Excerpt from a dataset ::
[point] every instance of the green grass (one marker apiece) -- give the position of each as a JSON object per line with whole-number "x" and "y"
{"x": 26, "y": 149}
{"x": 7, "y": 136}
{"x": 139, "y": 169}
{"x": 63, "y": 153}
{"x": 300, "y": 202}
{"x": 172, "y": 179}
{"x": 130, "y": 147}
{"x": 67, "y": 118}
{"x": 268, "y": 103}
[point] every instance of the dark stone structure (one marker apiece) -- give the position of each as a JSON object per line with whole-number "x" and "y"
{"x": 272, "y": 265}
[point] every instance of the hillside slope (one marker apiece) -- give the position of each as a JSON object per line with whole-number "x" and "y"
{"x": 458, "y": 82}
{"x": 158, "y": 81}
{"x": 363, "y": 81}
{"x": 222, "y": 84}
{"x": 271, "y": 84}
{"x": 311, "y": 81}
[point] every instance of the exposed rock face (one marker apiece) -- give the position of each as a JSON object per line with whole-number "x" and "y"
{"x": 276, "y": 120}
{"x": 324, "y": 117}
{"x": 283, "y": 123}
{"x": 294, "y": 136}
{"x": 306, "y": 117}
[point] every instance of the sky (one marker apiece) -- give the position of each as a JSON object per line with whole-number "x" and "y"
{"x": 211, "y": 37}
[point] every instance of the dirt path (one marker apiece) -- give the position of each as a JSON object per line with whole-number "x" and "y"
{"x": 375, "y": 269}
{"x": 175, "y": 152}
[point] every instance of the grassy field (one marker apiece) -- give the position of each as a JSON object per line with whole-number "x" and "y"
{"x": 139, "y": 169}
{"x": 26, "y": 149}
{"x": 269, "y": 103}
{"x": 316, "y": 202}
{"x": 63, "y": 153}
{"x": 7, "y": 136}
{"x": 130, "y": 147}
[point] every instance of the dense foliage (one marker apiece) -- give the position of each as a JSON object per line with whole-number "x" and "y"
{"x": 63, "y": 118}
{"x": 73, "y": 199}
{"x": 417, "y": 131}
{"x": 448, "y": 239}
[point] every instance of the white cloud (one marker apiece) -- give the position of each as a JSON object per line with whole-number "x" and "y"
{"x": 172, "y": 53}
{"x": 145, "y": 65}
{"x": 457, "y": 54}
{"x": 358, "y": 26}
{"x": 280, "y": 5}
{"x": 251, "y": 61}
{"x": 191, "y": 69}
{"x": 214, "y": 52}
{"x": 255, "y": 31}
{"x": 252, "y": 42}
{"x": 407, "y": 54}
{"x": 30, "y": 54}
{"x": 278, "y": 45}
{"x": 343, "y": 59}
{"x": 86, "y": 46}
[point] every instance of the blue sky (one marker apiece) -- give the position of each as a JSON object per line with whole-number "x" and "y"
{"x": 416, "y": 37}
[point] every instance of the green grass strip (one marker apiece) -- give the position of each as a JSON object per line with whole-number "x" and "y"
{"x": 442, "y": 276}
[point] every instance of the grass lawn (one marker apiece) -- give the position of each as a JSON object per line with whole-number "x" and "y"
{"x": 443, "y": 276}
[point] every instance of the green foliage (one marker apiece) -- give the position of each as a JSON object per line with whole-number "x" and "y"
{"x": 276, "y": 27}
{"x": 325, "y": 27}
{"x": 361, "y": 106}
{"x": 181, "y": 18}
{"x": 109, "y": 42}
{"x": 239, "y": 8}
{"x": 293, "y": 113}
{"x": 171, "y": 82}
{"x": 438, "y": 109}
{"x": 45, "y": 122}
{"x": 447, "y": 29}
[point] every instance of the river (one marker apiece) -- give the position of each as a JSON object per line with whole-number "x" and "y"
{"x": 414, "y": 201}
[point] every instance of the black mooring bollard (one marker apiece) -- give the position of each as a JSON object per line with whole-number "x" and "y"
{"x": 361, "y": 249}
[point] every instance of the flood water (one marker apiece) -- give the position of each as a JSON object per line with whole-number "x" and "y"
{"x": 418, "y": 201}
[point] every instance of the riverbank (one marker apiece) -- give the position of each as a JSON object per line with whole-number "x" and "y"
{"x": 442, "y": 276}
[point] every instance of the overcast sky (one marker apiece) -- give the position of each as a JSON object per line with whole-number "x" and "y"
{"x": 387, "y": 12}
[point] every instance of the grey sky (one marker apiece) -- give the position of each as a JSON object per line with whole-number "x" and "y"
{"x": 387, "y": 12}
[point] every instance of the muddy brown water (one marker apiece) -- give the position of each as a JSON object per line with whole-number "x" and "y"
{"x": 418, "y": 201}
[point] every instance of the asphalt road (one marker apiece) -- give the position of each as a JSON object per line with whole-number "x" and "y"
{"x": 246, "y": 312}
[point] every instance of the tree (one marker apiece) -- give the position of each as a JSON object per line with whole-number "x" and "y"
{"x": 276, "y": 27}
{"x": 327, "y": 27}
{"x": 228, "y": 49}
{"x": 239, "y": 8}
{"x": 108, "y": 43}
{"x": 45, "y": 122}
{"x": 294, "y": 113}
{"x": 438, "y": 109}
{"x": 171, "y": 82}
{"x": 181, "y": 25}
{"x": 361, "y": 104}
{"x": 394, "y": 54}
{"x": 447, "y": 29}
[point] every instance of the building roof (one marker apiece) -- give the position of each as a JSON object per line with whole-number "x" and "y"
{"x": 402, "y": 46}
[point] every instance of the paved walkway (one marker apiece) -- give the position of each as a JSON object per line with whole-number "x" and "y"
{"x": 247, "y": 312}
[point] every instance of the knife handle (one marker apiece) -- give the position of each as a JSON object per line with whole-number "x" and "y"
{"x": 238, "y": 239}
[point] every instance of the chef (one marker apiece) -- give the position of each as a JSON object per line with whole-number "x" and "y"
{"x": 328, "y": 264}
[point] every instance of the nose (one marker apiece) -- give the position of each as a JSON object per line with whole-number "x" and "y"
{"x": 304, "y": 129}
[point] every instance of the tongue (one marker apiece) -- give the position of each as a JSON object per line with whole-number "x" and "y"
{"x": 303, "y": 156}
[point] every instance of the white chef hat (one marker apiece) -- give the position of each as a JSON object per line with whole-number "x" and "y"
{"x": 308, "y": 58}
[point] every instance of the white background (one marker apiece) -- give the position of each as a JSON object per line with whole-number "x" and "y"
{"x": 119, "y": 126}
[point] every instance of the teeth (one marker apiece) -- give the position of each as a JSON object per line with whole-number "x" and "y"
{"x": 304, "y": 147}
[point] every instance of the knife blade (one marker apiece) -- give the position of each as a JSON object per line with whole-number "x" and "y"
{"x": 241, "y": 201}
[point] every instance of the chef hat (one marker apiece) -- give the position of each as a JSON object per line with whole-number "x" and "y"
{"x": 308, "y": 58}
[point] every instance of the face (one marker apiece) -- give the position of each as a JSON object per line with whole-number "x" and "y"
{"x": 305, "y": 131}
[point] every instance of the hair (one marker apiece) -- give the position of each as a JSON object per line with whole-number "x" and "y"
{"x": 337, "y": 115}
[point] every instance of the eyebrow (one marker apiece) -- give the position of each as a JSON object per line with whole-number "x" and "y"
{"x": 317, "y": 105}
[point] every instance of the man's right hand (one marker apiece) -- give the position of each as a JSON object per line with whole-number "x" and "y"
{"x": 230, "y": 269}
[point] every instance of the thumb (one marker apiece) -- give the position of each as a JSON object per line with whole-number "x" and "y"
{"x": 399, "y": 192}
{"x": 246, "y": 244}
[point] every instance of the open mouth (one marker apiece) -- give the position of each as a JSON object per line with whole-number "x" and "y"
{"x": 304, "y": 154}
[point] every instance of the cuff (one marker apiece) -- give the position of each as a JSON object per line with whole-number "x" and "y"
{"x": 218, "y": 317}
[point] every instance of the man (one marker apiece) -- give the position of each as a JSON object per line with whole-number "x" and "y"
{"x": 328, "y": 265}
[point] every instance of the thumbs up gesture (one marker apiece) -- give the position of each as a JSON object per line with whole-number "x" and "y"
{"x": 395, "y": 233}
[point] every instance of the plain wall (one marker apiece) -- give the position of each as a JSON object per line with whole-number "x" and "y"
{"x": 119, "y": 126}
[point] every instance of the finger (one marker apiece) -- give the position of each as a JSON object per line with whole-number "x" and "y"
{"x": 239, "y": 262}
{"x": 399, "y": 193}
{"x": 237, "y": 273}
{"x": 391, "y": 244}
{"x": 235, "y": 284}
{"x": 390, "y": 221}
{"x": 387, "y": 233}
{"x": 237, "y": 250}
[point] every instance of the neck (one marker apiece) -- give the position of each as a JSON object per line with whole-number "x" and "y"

Instruction ::
Every line from the one holding "[point] every instance of the plain" through the final line of the listing must be echoed exactly; leave out all other lines.

Answer to this problem ::
[point] every instance of the plain wall (one marker apiece) -- give the position of each as a JSON object per line with whole-number "x" and "y"
{"x": 119, "y": 126}
[point] every instance of the finger (one marker apiece) -- give the position of each as a JSON object per line with whole-number "x" and "y"
{"x": 239, "y": 262}
{"x": 399, "y": 193}
{"x": 237, "y": 273}
{"x": 391, "y": 244}
{"x": 235, "y": 284}
{"x": 390, "y": 221}
{"x": 387, "y": 233}
{"x": 237, "y": 250}
[point] every instance of the neck (one marker apiece) -- give the position of each as a JSON object per line with whole-number "x" and "y"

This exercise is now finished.